• _Task prompt_: A faithful copy of each record is required, minus the images.

• _Record set_:

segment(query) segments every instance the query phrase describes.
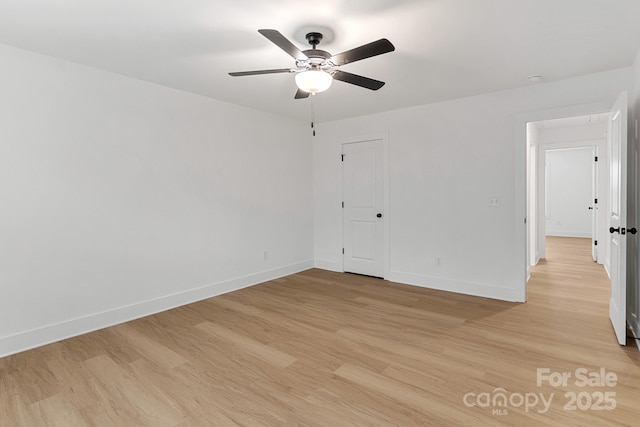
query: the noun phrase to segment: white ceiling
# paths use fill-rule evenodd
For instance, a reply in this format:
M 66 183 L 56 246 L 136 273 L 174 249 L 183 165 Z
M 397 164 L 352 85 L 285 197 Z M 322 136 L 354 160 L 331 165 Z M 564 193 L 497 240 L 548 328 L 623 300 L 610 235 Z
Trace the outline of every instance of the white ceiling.
M 640 49 L 638 0 L 0 0 L 0 43 L 290 117 L 325 121 L 630 66 Z M 285 52 L 333 29 L 333 54 L 386 37 L 396 51 L 342 67 L 387 84 L 335 82 L 294 100 Z M 312 102 L 311 102 L 312 101 Z

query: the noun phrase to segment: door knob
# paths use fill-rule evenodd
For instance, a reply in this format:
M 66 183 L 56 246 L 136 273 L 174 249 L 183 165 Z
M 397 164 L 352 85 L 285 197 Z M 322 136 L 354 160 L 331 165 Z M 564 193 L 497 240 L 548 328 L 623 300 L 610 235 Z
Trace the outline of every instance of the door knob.
M 636 228 L 635 228 L 635 227 L 630 228 L 630 229 L 628 229 L 627 231 L 629 232 L 629 234 L 636 234 L 636 233 L 638 232 L 638 230 L 636 230 Z
M 378 218 L 382 218 L 382 214 L 379 213 L 378 215 L 376 215 Z
M 589 206 L 589 210 L 592 211 L 593 210 L 593 206 Z
M 611 234 L 620 233 L 620 227 L 618 227 L 618 228 L 609 227 L 609 233 L 611 233 Z

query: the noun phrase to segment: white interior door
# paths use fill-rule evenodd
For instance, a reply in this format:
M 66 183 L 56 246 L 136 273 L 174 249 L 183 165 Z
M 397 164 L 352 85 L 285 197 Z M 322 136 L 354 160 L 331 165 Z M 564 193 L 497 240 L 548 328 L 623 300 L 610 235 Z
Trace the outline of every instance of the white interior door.
M 611 110 L 609 119 L 610 147 L 610 216 L 609 241 L 611 265 L 611 299 L 609 317 L 618 342 L 625 345 L 627 316 L 627 94 L 623 92 Z
M 344 271 L 384 276 L 382 140 L 344 144 Z

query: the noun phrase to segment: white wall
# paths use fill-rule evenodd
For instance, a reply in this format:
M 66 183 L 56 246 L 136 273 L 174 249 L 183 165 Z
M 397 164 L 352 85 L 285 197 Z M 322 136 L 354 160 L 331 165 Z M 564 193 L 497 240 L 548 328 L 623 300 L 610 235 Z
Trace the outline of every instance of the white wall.
M 640 52 L 633 64 L 633 89 L 629 96 L 628 227 L 640 229 Z M 627 234 L 627 321 L 640 337 L 640 234 Z
M 8 46 L 0 94 L 0 356 L 313 265 L 307 123 Z
M 539 112 L 610 106 L 630 82 L 631 70 L 620 69 L 318 125 L 316 265 L 341 266 L 341 141 L 388 133 L 387 279 L 524 300 L 526 122 L 542 120 Z M 489 207 L 491 197 L 501 206 Z
M 592 237 L 593 151 L 547 150 L 547 236 Z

• _Result for this task_:
segment(query) segments every instance the query phrase describes.
query: the noun phrase to segment: white ceiling
# paths use fill-rule evenodd
For instance, a reply in this format:
M 66 183 L 56 246 L 136 273 L 174 249 L 183 165 Z
M 397 164 L 352 85 L 285 197 Z M 322 136 L 354 160 L 331 165 Z M 564 193 L 497 240 L 548 328 L 623 300 L 610 235 Z
Trace the outline of every instance of the white ceiling.
M 640 49 L 638 0 L 0 0 L 0 43 L 290 117 L 325 121 L 630 66 Z M 285 52 L 333 29 L 333 54 L 386 37 L 396 51 L 342 67 L 387 84 L 335 82 L 294 100 Z M 312 102 L 311 102 L 312 101 Z

query: the noun phrase to segment: door knob
# paths use fill-rule evenodd
For instance, a reply in this format:
M 66 183 L 56 246 L 136 273 L 174 249 L 183 165 Z
M 397 164 L 352 85 L 285 197 Z M 322 136 L 354 160 L 331 165 Z M 564 193 L 497 240 L 548 328 L 623 300 L 610 235 Z
Trace the outline of every instance of the door knob.
M 636 228 L 635 228 L 635 227 L 630 228 L 630 229 L 628 229 L 627 231 L 629 232 L 629 234 L 636 234 L 636 233 L 638 232 L 638 230 L 636 230 Z
M 378 218 L 382 218 L 382 214 L 379 213 L 378 215 L 376 215 Z
M 589 206 L 589 210 L 592 211 L 593 210 L 593 206 Z
M 611 234 L 620 233 L 620 227 L 618 227 L 618 228 L 609 227 L 609 233 L 611 233 Z

query: the noun phrase to segment: white interior door
# paths use fill-rule evenodd
For instance, a reply in this format:
M 66 183 L 56 246 L 136 273 L 174 249 L 183 165 Z
M 397 164 L 352 85 L 285 197 Z M 322 136 L 354 160 L 331 165 Z M 564 193 L 497 240 L 548 328 L 623 300 L 610 235 Z
Trace the outline of every instance of the white interior door.
M 611 110 L 609 119 L 610 147 L 610 216 L 609 241 L 611 265 L 611 299 L 609 317 L 618 342 L 625 345 L 627 316 L 627 94 L 623 92 Z
M 344 271 L 384 276 L 382 140 L 344 144 Z

query: the noun phrase to segment: white wall
# paths use fill-rule evenodd
For instance, a reply in this format:
M 66 183 L 56 246 L 136 273 L 174 249 L 183 165 Z
M 397 164 L 352 85 L 285 197 Z M 322 136 L 354 160 L 331 165 Z M 564 193 L 497 240 L 548 328 L 623 300 L 610 235 Z
Trace the outline of every instance of the white wall.
M 640 52 L 633 64 L 633 89 L 629 96 L 628 227 L 640 229 Z M 627 234 L 627 321 L 640 337 L 640 234 Z
M 8 46 L 0 94 L 0 356 L 313 265 L 307 123 Z
M 539 112 L 610 106 L 630 82 L 631 70 L 620 69 L 318 125 L 316 265 L 341 266 L 341 141 L 388 133 L 387 279 L 524 300 L 526 122 L 542 120 Z M 489 207 L 491 197 L 501 206 Z
M 592 237 L 593 151 L 547 150 L 547 236 Z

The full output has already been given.